正文 12. The Child Learns(5)(1 / 3)

The contradictions which all Westerners have described in Japanese character are intelligible from their child rearing. It produces a duality in their outlook on life, neither side of which can be ignored. From their experience of privilege and psychological ease in babyhood they retain through all the disciplines of later life the memory of an easier life when they ‘did not know shame.’ They do not have to paint a Heaven in the future; they have it in their past. They rephrase their childhood in their doctrine of the innate goodness of man, of the benevolence of their gods, and of the incomparable desirability of being a Japanese. It makes it easy for them to base their ethics on extreme interpretations of the ‘Buddha-seed’ in every man and of every man’s becoming a kami on death. It gives them assertiveness and a certain self-confidence. It underlies their frequent willingness to tackle any job, no matter how far above their ability it may seem to be. It underlies their readiness to pit their judgment even against their own Government, and to testify to it by suicide. On occasion, it gives them a capacity for mass megalomania.

Gradually, after they are six or seven, responsibility for circumspection and ‘knowing shame’ is put upon them and upheld by the most drastic of sanctions: that their own family will turn against them if they default. The pressure is not that of a Prussian discipline, but it is inescapable. In their early privileged period the ground has been prepared for this development both by the persistent inescapable training in nursery habits and posture, and by the parents’ teasing which threatens the child with rejection. These early experiences prepare the child to accept great restraints upon himself when he is told that ‘the world’ will laugh at him and reject him. He clamps down upon the impulses he expressed so freely in earlier life, not because they are evil but because they are now inappropriate. He is now entering upon serious life. As he is progressively denied the privileges of childhood he is granted the gratifications of greater and greater adulthood, but the experiences of that earlier period never truly fade out. In his philosophy of life he draws freely upon them. He goes back to them in his permissiveness about ‘human feelings.’ He re-experiences them all through his adulthood in his ‘free areas’ of life.

MATERIAL SUPPLIED:

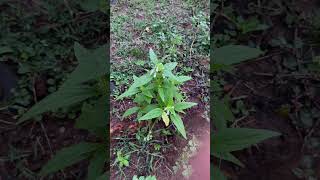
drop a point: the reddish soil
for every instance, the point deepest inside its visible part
(195, 125)
(201, 161)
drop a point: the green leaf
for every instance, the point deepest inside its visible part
(182, 79)
(130, 111)
(5, 50)
(90, 5)
(64, 97)
(69, 156)
(221, 113)
(103, 177)
(129, 92)
(177, 121)
(183, 105)
(92, 64)
(234, 139)
(142, 80)
(97, 163)
(155, 113)
(161, 94)
(94, 117)
(233, 54)
(216, 173)
(170, 66)
(228, 157)
(153, 57)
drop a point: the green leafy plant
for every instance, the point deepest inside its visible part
(135, 177)
(122, 160)
(157, 95)
(226, 140)
(87, 82)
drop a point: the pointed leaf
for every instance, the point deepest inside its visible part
(68, 156)
(130, 111)
(155, 113)
(97, 163)
(228, 157)
(64, 97)
(233, 54)
(234, 139)
(153, 57)
(161, 94)
(183, 105)
(165, 118)
(182, 79)
(170, 66)
(129, 92)
(221, 113)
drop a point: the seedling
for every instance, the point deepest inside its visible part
(158, 96)
(122, 160)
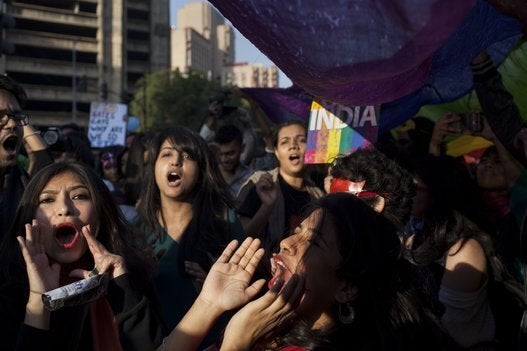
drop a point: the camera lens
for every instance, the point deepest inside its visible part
(51, 137)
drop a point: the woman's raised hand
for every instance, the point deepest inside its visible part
(264, 317)
(42, 276)
(227, 286)
(104, 260)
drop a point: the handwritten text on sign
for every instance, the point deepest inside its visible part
(107, 124)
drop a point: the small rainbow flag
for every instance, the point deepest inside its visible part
(336, 129)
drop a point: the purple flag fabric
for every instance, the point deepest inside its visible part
(401, 54)
(280, 104)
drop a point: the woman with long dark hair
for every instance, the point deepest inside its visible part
(66, 226)
(186, 214)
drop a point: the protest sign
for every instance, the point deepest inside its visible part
(107, 124)
(335, 129)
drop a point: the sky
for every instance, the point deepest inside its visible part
(245, 51)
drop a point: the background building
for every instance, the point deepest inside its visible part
(70, 53)
(201, 41)
(250, 75)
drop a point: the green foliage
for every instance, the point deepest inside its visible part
(167, 98)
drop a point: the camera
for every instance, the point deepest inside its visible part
(471, 122)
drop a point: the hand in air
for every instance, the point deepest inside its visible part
(227, 286)
(42, 276)
(264, 317)
(104, 260)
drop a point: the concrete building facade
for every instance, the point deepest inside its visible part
(70, 53)
(201, 41)
(247, 75)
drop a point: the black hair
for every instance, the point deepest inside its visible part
(389, 313)
(210, 201)
(111, 229)
(288, 123)
(383, 176)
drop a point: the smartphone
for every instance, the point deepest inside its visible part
(472, 122)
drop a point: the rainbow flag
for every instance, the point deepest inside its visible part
(335, 129)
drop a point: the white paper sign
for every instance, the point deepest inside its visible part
(107, 124)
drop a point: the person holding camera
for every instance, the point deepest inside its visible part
(453, 124)
(15, 132)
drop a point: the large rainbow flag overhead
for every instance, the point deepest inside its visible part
(335, 129)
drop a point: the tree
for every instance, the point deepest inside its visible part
(164, 99)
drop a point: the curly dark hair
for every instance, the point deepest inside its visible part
(389, 312)
(111, 228)
(382, 175)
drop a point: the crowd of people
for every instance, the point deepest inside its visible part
(215, 240)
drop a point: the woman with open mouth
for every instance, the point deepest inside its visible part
(66, 229)
(272, 201)
(339, 283)
(187, 216)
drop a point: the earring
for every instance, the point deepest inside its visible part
(346, 313)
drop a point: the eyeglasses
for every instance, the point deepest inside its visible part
(21, 119)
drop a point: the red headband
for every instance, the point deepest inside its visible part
(344, 185)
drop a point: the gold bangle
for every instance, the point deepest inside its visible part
(31, 134)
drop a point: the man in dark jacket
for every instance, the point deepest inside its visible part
(15, 131)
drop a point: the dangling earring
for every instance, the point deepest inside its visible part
(346, 313)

STATED GOAL 1: Decide whether each statement agrees with the passage on Japanese child rearing, answering yes or no and quoting the words of the passage that settle it: (a) the pressure put on children after six or seven is that of a Prussian discipline; (b) the child clamps down on earlier impulses because they are now inappropriate, not because they are evil; (c) the Japanese picture a Heaven in the future.
STATED GOAL 2: Continue the passage on Japanese child rearing, starting right after its final sentence.

TASK RESPONSE 1:
(a) No: "The pressure is not that of a Prussian discipline, but it is inescapable."
(b) Yes: "not because they are evil but because they are now inappropriate."
(c) No: "They do not have to paint a Heaven in the future; they have it in their past."

TASK RESPONSE 2:
One striking continuity connects the earlier and the later period of the child’s life: the great importance of being accepted by his fellows. This, and not an absolute standard of virtue, is what is inculcated in him. In early childhood, his mother took him into her bed when he was old enough to ask, he counted the candies he and his brothers and sisters were given as a sign of how he ranked in his mother’s affection, he was quick to notice when he was passed over and he asked even his older sister, ‘Do you love me best?’ In the later period he is asked to forego more and more personal satisfactions, but the promised reward is that he will be approved and accepted by ‘the world.’ The punishment is that ‘the world’ will laugh at him. This is of course a sanction invoked in child training in most cultures, but it is exceptionally heavy in Japan. Rejection by ‘the world’ has been dramatized for the child by his parents’ teasing when they threatened to get rid of him. All his life ostracism is more dreaded than violence. He is allergic to threats of ridicule and rejection, even when he merely conjures them up in his own mind. Because there is little privacy in a Japanese community, too, it is no fantasy that ‘the world’ knows practically everything he does and can reject him if it disapproves. Even the construction of the Japanese house – the thin walls that permit the passage of sounds and which are pushed open during the day – makes private life extremely public for those who cannot afford a wall and garden.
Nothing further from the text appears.